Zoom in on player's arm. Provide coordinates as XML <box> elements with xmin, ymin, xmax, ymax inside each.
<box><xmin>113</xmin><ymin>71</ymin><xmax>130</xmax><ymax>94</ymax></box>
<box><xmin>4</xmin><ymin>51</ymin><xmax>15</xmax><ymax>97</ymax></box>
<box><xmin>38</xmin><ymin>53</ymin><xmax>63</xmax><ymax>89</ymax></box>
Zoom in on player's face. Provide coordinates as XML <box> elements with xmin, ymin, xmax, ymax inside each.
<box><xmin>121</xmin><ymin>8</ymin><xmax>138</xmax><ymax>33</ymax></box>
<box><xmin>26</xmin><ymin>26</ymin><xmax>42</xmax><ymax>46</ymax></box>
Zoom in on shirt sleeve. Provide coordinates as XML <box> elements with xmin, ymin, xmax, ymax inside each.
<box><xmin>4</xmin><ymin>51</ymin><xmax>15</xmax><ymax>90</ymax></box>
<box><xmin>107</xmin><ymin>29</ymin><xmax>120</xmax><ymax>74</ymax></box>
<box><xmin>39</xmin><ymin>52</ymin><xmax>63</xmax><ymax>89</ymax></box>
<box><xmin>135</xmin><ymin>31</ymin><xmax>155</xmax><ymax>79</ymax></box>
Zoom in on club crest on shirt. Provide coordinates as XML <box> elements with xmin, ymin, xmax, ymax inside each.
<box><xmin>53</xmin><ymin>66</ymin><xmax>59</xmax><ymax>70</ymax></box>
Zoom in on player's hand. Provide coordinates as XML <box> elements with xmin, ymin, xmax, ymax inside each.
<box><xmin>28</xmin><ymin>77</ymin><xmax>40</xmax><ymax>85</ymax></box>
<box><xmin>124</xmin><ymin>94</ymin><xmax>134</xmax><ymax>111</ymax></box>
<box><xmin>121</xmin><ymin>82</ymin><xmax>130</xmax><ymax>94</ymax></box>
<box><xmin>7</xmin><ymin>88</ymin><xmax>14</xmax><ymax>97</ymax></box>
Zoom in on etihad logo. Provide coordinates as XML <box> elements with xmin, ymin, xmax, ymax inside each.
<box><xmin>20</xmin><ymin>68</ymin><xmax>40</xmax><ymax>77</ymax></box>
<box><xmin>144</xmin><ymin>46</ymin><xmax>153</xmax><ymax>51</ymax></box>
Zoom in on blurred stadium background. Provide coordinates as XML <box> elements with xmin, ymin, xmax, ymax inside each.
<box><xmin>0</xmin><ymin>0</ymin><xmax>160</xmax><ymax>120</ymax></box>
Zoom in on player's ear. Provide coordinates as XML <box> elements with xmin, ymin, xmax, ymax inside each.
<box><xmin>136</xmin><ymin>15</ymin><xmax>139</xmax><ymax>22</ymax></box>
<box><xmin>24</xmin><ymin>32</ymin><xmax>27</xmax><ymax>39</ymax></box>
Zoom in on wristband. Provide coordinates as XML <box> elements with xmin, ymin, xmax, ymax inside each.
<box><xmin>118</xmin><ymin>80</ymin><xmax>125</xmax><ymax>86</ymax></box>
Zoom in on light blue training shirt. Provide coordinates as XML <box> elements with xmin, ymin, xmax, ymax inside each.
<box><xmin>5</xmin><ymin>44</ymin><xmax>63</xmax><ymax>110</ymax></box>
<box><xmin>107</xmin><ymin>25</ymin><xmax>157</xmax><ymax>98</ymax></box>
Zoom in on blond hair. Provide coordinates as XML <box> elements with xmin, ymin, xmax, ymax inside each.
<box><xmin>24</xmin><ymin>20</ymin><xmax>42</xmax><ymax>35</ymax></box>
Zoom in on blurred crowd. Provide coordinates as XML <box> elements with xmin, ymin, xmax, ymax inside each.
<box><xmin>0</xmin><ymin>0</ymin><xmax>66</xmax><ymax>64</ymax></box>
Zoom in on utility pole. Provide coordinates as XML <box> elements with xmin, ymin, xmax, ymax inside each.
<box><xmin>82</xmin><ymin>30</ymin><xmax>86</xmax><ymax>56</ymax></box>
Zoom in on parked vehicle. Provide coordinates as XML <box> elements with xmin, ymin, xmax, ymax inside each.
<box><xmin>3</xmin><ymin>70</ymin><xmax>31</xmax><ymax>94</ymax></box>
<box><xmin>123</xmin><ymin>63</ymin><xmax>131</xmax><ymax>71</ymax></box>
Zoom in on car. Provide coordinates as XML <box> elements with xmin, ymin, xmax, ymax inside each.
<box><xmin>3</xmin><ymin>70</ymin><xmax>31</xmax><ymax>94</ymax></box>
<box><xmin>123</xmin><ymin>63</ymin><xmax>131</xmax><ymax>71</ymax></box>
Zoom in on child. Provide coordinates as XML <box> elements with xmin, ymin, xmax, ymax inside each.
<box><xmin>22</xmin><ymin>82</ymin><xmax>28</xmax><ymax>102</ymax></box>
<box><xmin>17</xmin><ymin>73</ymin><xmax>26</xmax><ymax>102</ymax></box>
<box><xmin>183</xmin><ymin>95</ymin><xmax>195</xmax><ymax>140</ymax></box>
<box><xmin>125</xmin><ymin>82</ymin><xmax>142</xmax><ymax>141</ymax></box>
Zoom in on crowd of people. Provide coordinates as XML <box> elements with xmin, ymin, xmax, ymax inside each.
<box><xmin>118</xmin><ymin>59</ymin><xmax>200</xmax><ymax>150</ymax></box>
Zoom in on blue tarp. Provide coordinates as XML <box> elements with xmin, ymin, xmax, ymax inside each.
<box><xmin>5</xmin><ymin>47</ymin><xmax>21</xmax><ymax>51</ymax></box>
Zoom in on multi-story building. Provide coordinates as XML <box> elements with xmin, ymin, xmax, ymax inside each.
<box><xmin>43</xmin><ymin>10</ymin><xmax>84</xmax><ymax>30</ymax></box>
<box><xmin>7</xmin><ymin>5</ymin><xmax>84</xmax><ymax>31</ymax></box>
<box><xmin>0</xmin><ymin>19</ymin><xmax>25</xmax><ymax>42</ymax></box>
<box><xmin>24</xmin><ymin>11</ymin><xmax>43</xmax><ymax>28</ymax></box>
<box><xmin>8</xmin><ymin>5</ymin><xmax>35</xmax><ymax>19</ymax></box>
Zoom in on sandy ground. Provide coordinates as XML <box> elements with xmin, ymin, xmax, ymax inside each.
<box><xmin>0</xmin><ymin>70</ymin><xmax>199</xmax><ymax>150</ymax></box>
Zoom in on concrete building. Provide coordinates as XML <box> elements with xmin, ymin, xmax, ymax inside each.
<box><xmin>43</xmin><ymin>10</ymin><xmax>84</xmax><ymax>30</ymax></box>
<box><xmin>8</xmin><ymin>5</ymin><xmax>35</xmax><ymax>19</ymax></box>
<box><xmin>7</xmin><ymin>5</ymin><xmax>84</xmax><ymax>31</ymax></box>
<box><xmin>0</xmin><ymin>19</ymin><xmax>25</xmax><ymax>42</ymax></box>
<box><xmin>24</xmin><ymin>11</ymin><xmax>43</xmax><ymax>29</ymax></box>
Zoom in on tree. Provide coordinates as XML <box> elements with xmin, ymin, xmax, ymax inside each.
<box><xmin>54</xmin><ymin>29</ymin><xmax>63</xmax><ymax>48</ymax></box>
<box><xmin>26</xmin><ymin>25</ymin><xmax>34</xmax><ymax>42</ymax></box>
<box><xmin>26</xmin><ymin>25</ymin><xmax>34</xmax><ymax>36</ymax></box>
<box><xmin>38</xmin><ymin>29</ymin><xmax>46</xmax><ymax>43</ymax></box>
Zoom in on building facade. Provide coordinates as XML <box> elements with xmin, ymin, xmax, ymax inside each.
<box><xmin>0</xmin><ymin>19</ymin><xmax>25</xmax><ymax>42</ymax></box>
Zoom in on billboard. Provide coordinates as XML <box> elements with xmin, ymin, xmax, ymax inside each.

____

ACTIVITY: Reproduce every line above without error.

REPLY TO THE TASK:
Zoom in on player's arm. Provide coordinates as XML <box> elements with xmin, ymin, xmax, ymax inside each.
<box><xmin>113</xmin><ymin>71</ymin><xmax>130</xmax><ymax>94</ymax></box>
<box><xmin>4</xmin><ymin>51</ymin><xmax>15</xmax><ymax>97</ymax></box>
<box><xmin>38</xmin><ymin>53</ymin><xmax>63</xmax><ymax>89</ymax></box>
Zoom in on player's face. Provide coordinates as XML <box> elements with xmin, ymin, xmax, ymax inside each.
<box><xmin>121</xmin><ymin>8</ymin><xmax>138</xmax><ymax>33</ymax></box>
<box><xmin>26</xmin><ymin>26</ymin><xmax>42</xmax><ymax>46</ymax></box>
Zoom in on shirt sleeve. Provide coordinates as XML <box> elements with xmin, ymin, xmax, ymax inside each.
<box><xmin>4</xmin><ymin>51</ymin><xmax>15</xmax><ymax>90</ymax></box>
<box><xmin>107</xmin><ymin>29</ymin><xmax>120</xmax><ymax>74</ymax></box>
<box><xmin>39</xmin><ymin>52</ymin><xmax>63</xmax><ymax>89</ymax></box>
<box><xmin>135</xmin><ymin>31</ymin><xmax>155</xmax><ymax>79</ymax></box>
Zoom in on club crest on shirt. Provide coordinates as XML <box> elements with xmin, ymin, xmax, ymax inside each.
<box><xmin>53</xmin><ymin>66</ymin><xmax>59</xmax><ymax>70</ymax></box>
Zoom in on player's hand. Provide coordinates as XML <box> elements with xmin, ymin, xmax, ymax inside each.
<box><xmin>28</xmin><ymin>77</ymin><xmax>40</xmax><ymax>85</ymax></box>
<box><xmin>124</xmin><ymin>94</ymin><xmax>134</xmax><ymax>111</ymax></box>
<box><xmin>121</xmin><ymin>82</ymin><xmax>130</xmax><ymax>94</ymax></box>
<box><xmin>7</xmin><ymin>88</ymin><xmax>14</xmax><ymax>97</ymax></box>
Zoom in on etihad logo. Provide coordinates as XML <box> elements with xmin, ymin, xmax, ymax inside each.
<box><xmin>20</xmin><ymin>68</ymin><xmax>40</xmax><ymax>77</ymax></box>
<box><xmin>144</xmin><ymin>46</ymin><xmax>153</xmax><ymax>51</ymax></box>
Zoom in on blurred stadium background. Provide coordinates as XML <box> elements with xmin, ymin, xmax, ymax inside each.
<box><xmin>0</xmin><ymin>0</ymin><xmax>160</xmax><ymax>120</ymax></box>
Zoom in on player's ear. Provide coordinates as XML <box> elements with xmin, ymin, xmax, ymax inside each.
<box><xmin>136</xmin><ymin>15</ymin><xmax>139</xmax><ymax>22</ymax></box>
<box><xmin>24</xmin><ymin>32</ymin><xmax>27</xmax><ymax>39</ymax></box>
Zoom in on wristband. Provide coordinates as XML <box> elements with xmin, ymin, xmax, ymax inside each.
<box><xmin>118</xmin><ymin>80</ymin><xmax>125</xmax><ymax>86</ymax></box>
Zoom in on light blue training shirt. Provide coordinates as XML <box> elements with xmin, ymin, xmax, ymax inside each.
<box><xmin>5</xmin><ymin>44</ymin><xmax>63</xmax><ymax>110</ymax></box>
<box><xmin>107</xmin><ymin>25</ymin><xmax>157</xmax><ymax>98</ymax></box>
Zoom in on blond hair. Provide coordinates as XML <box> elements with xmin, ymin, xmax, ymax inside each.
<box><xmin>24</xmin><ymin>20</ymin><xmax>42</xmax><ymax>35</ymax></box>
Zoom in on blurred crowd. Provide coordinates as XML <box> elements with xmin, ymin, xmax, ymax inside each.
<box><xmin>0</xmin><ymin>0</ymin><xmax>66</xmax><ymax>64</ymax></box>
Zoom in on utility pole. Provide coordinates as XML <box> elements with xmin, ymin, xmax, ymax inside each.
<box><xmin>82</xmin><ymin>30</ymin><xmax>86</xmax><ymax>56</ymax></box>
Zoom in on parked vehicle. Provide coordinates as XML <box> elements with xmin, ymin, xmax, ymax inside each.
<box><xmin>3</xmin><ymin>70</ymin><xmax>31</xmax><ymax>94</ymax></box>
<box><xmin>123</xmin><ymin>63</ymin><xmax>131</xmax><ymax>71</ymax></box>
Zoom in on car. Provide coordinates as XML <box> elements with xmin, ymin, xmax, ymax inside each.
<box><xmin>3</xmin><ymin>70</ymin><xmax>31</xmax><ymax>94</ymax></box>
<box><xmin>123</xmin><ymin>63</ymin><xmax>131</xmax><ymax>71</ymax></box>
Zoom in on child. Provide coordinates as XML <box> elements with xmin, ymin, xmax, ymax inside each.
<box><xmin>22</xmin><ymin>82</ymin><xmax>28</xmax><ymax>102</ymax></box>
<box><xmin>17</xmin><ymin>73</ymin><xmax>26</xmax><ymax>102</ymax></box>
<box><xmin>183</xmin><ymin>95</ymin><xmax>195</xmax><ymax>140</ymax></box>
<box><xmin>125</xmin><ymin>82</ymin><xmax>142</xmax><ymax>141</ymax></box>
Zoom in on crowd of people. Provide coordinates as XML <box> elements with xmin, ymin, xmax, ymax inside each.
<box><xmin>118</xmin><ymin>59</ymin><xmax>200</xmax><ymax>150</ymax></box>
Zoom in on blue tarp. Provide coordinates as XML <box> elements with xmin, ymin, xmax, ymax inside each.
<box><xmin>5</xmin><ymin>47</ymin><xmax>21</xmax><ymax>51</ymax></box>
Zoom in on multi-story building. Provide coordinates as XML <box> elements with xmin, ymin, xmax, ymax inside each.
<box><xmin>43</xmin><ymin>10</ymin><xmax>84</xmax><ymax>30</ymax></box>
<box><xmin>7</xmin><ymin>5</ymin><xmax>84</xmax><ymax>31</ymax></box>
<box><xmin>0</xmin><ymin>19</ymin><xmax>25</xmax><ymax>42</ymax></box>
<box><xmin>24</xmin><ymin>11</ymin><xmax>43</xmax><ymax>28</ymax></box>
<box><xmin>8</xmin><ymin>5</ymin><xmax>35</xmax><ymax>19</ymax></box>
Zoom in on sandy ground. Provide coordinates as XML <box> elements with xmin, ymin, xmax, ymax inside each.
<box><xmin>0</xmin><ymin>70</ymin><xmax>199</xmax><ymax>150</ymax></box>
Zoom in on concrete building. Provide coordinates as XML <box> elements with xmin, ymin, xmax, ymax inside each.
<box><xmin>43</xmin><ymin>10</ymin><xmax>84</xmax><ymax>30</ymax></box>
<box><xmin>8</xmin><ymin>5</ymin><xmax>35</xmax><ymax>19</ymax></box>
<box><xmin>7</xmin><ymin>5</ymin><xmax>84</xmax><ymax>31</ymax></box>
<box><xmin>0</xmin><ymin>19</ymin><xmax>25</xmax><ymax>42</ymax></box>
<box><xmin>24</xmin><ymin>11</ymin><xmax>43</xmax><ymax>29</ymax></box>
Zoom in on tree. Provide coordinates as XML <box> elements with xmin, ymin, xmax, ymax inside each.
<box><xmin>54</xmin><ymin>29</ymin><xmax>63</xmax><ymax>48</ymax></box>
<box><xmin>26</xmin><ymin>25</ymin><xmax>34</xmax><ymax>42</ymax></box>
<box><xmin>26</xmin><ymin>25</ymin><xmax>34</xmax><ymax>36</ymax></box>
<box><xmin>38</xmin><ymin>29</ymin><xmax>46</xmax><ymax>43</ymax></box>
Zoom in on building facade. Provide coordinates as XML <box> elements with xmin, ymin, xmax, ymax inside each.
<box><xmin>0</xmin><ymin>19</ymin><xmax>25</xmax><ymax>42</ymax></box>
Zoom in on billboard. Provide coordinates as XML <box> elements with xmin, ymin, xmax, ymax inside each.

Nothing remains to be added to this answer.